| Objectives |
- 1) In the toner reply, what does the wiper blade in most laser printers do?
- 2) Which parts of a laser printer does the toner reply name?
- 3) Proceed with the toner reply from the point where it stops.

| Excerpt provided |
+++
Is this occurred rather suddenly after the refill, and it has not
resolved after a couple of page through, this is likely not a matter of
cleaning the drum, but more so use of a wrong toner formulation (wring
type or size of grains, etc.)
Most laser printers have a wiper blade that cleans excess toner off the
drum with each revolution of the drum. Spilled toner would be removed
and dumped into a waste bottle or recycled, depending upon the machine
in question. However, if too fine a toner, a toner with the wrong
electrostatic characteristics was used, that may cause it to stick too
well to the drum, for instances.
Sometimes you can program the printer to run extra cleaning revolutions
per page to clean it better. Also, if the drum was exposed too much
light during refilling, that can damage the drum, usually making it less
sensitive.
Art
(E-Mail Removed) wrote:
> I just recently refilled my laser toner on my HP1020.
+++
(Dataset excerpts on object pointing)
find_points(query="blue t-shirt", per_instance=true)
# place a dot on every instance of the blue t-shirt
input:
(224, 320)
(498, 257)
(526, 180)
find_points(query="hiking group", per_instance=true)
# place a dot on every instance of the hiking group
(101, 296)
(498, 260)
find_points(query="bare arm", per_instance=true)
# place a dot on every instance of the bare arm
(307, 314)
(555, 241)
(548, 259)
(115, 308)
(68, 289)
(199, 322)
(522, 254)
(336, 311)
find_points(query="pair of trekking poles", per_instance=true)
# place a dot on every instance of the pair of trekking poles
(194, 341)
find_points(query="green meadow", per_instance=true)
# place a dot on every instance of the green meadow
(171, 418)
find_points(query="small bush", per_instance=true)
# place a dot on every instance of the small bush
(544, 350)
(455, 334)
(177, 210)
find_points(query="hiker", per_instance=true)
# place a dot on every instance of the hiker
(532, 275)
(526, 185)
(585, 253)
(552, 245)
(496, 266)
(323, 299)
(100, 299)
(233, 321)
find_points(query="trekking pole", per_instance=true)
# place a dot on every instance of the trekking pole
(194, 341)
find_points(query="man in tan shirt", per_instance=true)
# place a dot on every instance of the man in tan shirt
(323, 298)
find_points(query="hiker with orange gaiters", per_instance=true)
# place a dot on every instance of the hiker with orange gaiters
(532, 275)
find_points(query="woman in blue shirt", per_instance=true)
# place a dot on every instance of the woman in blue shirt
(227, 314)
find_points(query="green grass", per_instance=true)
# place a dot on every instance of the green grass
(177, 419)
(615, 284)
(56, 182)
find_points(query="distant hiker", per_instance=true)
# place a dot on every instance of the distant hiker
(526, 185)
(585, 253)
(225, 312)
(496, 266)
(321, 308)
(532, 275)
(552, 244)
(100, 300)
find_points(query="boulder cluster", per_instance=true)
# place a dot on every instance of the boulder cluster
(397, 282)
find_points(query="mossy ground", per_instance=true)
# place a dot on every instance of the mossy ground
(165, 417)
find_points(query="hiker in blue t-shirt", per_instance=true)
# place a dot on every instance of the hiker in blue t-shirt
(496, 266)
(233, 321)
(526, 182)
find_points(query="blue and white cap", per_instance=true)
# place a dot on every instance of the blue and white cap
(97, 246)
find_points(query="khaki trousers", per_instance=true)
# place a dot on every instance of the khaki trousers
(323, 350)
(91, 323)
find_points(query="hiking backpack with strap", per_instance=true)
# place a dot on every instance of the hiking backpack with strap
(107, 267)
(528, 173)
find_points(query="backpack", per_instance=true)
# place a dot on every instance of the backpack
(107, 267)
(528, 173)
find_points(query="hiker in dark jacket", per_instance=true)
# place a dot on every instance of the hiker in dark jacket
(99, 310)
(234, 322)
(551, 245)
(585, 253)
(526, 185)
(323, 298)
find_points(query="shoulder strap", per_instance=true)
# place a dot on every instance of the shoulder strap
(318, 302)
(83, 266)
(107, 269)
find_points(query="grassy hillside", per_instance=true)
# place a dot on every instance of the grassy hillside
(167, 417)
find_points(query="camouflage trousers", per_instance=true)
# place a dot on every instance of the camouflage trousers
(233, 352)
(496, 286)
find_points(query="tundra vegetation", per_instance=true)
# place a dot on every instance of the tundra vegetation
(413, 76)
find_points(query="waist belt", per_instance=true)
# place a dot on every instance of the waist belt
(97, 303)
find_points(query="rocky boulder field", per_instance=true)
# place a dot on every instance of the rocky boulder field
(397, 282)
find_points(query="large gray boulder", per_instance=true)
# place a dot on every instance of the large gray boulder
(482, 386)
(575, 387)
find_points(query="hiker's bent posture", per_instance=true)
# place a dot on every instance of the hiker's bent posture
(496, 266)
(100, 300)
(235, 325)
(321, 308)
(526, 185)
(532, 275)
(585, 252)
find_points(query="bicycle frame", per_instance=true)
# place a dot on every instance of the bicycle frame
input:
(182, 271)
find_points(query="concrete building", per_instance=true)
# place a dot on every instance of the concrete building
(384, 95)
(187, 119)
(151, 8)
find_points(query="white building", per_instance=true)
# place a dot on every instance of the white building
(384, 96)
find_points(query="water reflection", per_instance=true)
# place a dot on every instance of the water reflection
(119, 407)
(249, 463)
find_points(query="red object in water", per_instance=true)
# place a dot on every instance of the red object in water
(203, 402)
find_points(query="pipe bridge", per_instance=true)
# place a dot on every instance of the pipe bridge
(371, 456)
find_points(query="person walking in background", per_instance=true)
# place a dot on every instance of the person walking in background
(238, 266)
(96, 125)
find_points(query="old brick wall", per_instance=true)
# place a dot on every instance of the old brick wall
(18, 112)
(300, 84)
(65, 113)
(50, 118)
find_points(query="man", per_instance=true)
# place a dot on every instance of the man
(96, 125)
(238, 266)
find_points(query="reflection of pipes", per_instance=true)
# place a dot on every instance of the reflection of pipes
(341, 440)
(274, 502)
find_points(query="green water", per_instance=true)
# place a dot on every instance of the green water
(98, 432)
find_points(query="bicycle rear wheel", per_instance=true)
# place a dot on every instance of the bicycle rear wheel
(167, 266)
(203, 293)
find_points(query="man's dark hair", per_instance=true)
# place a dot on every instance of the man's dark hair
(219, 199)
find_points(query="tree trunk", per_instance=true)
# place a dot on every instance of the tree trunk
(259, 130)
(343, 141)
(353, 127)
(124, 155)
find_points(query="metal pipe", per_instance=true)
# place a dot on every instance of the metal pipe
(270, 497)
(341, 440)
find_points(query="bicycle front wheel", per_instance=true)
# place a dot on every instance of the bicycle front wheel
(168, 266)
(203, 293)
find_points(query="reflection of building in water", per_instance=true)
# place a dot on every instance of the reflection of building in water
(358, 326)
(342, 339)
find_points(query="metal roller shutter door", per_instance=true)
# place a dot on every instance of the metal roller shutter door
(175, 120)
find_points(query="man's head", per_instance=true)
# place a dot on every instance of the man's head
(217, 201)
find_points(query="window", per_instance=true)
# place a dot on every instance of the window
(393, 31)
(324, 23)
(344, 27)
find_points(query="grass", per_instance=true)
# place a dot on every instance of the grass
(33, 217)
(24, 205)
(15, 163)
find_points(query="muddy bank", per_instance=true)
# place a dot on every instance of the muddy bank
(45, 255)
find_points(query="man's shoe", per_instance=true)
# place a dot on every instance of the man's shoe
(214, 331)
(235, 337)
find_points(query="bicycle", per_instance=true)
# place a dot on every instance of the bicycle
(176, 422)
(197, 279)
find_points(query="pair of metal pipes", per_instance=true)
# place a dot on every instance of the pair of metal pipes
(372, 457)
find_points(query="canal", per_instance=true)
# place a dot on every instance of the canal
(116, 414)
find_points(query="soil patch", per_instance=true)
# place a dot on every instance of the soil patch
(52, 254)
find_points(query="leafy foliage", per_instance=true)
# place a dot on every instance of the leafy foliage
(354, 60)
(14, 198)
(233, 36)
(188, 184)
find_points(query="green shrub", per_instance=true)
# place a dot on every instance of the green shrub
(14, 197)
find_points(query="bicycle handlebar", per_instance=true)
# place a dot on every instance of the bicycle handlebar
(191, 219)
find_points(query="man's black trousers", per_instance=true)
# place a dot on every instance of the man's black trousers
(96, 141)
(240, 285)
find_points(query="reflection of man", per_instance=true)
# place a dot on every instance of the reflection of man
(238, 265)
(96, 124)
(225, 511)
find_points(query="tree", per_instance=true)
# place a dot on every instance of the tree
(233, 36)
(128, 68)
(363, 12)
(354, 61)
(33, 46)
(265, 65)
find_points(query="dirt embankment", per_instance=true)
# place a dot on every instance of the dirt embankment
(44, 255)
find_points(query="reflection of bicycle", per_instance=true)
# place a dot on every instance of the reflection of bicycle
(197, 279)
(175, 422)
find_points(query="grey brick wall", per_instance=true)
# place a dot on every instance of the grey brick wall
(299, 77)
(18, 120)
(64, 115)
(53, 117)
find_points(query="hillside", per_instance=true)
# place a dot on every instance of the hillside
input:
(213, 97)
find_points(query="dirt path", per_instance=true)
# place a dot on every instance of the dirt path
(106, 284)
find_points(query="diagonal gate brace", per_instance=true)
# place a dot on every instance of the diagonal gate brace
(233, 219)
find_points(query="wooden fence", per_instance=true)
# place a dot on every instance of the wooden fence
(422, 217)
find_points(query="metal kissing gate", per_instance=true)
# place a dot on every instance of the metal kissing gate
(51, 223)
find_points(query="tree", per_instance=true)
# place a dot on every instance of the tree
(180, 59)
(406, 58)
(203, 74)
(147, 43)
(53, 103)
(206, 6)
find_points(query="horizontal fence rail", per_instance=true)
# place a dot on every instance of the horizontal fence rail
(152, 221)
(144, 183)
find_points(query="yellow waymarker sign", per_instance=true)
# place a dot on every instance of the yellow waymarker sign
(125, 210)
+++
| Responses per task |
- 1) It cleans excess toner off the drum with each revolution of the drum.

- 2) The wiper blade, the drum and the waste bottle.

- 3)
> Some of the toner went onto the drum and now when I print there is a
> greyish hue to the whole paper. It seems as though there's still stuff
> on the drum.
> How Do I clean the drum?
> Is there a program or something I can do on the computer to clean it?
> Thanks
> Jeff
>
>
>
>>>Thanks, doesn't really show enough, I'm familiar with photocopiers which
>>>have completely seperate toners and drums (as very old lasers used to) but
>>>they usually seem to all have doctor blades on the drums
>>
>>Most, I think all, HP monochrome (Canon engines) lasers have integrated drums
>>and toners. The Doctor blade in these ensures the magnetic sleeve has the right
>>amount of toner on it and the drum is cleaned by a Wiper blade (using Canon
>>terminology) and deposited in the waste toner hopper. Brother lasers use
>>seperate units and the waste toner is deposited back into the the main toner
>>hopper unlike Canon engines, this causes the gray background on Brother lasers
>>when the toner is very low.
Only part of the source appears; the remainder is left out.